Text excerpt>
━━━

# opinions please!!



## MacaReenie (Mar 1, 2008)

I have tubs of strings that I finally decided to use up and made lots of little blocks out of them. I also love flying geese, so I made up a ton of those and used both to make these modified Road to California blocks. These are only the ones I laid out..I still have LOTS more of them and none of them are sewn together yet. So, I am wondering what you guys think of them. Too busy? Okay? My feelings won't be hurt, so please be honest! I have lots of ideas to use these guys if I choose not to lay them out like this. One minute I like this, and the next I don't! HELP!!


----------



## Debbie in Wa (Dec 28, 2007)

Oh I like it, but of course I love scrappy quilts. Are you going to do the center blocks in a solid? maybe to set it off more.
Keep us posted.


----------



## Mid Tn Mama (May 11, 2002)

NO! Not only NOT too busy--it's just beautiful the way you have combined the colors. In fact, while I like the idea of a string quilt, the finished product always seems ho hum to me. But not THAT!!! Keep going!


----------



## AngieM2 (May 10, 2002)

Love it! Are you going to put dark in the corners, where the floor is showing through.


----------



## Pauline (Jan 28, 2003)

love it as it sits/lays on the floor


----------



## ELOCN (Jun 13, 2004)

Very nice!


----------



## Terri in WV (May 10, 2002)

I vote with the others. I like it just the way it's laid out. Dark setting squares and a dark frame. I can't wait to see it finished. If you really don't like it, i can help by taking it off your hands for you.


----------



## unregistered65598 (Oct 4, 2010)

It's stunning!!!! Why change a thing!

━━━

Dataset>
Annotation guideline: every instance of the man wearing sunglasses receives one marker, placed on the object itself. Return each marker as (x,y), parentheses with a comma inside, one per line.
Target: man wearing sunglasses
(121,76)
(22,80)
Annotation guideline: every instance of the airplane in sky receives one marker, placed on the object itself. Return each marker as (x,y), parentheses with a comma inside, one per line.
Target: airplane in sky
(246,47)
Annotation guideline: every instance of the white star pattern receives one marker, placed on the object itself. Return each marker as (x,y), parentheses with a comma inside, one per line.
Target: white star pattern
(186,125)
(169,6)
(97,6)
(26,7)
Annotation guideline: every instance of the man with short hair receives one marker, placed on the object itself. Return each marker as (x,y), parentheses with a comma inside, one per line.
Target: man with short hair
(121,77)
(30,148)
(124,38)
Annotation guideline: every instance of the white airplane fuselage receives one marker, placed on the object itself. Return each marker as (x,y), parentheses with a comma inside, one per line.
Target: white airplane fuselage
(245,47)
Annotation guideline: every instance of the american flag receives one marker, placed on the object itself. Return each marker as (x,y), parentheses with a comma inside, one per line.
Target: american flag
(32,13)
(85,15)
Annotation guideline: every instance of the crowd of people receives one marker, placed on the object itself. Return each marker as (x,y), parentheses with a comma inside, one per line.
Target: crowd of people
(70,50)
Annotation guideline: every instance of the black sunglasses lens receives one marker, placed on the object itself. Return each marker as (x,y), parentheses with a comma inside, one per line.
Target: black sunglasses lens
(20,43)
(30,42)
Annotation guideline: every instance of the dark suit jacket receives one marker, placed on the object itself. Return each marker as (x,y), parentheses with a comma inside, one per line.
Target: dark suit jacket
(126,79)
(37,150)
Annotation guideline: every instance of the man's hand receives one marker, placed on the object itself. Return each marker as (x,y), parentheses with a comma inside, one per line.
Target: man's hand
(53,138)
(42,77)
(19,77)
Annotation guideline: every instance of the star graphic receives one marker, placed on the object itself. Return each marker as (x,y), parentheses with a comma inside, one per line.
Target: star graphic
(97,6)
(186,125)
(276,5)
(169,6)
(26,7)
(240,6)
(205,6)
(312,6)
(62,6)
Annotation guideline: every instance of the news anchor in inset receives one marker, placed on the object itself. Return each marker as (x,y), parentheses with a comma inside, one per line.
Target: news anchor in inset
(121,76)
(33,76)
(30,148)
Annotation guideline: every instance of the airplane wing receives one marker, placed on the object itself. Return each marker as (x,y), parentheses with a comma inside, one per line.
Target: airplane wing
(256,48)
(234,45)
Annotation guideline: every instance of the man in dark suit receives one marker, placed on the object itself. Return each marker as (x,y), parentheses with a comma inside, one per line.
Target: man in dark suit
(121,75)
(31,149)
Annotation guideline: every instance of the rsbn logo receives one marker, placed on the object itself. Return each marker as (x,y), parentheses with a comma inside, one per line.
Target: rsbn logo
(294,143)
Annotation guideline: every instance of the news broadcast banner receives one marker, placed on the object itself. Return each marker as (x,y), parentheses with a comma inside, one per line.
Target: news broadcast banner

━━━

What the exercise asks> Please decide whether each statement agrees with the quilt thread, and answer yes or no with the deciding words quoted from it: (a) MacaReenie has already sewn some of the blocks together; (b) Mid Tn Mama finds the layout too busy; (c) Debbie in Wa asks whether the center blocks will be done in a solid.

Right answer>
(a) No: "none of them are sewn together yet."
(b) No: "NO! Not only NOT too busy"
(c) Yes: "Are you going to do the center blocks in a solid?"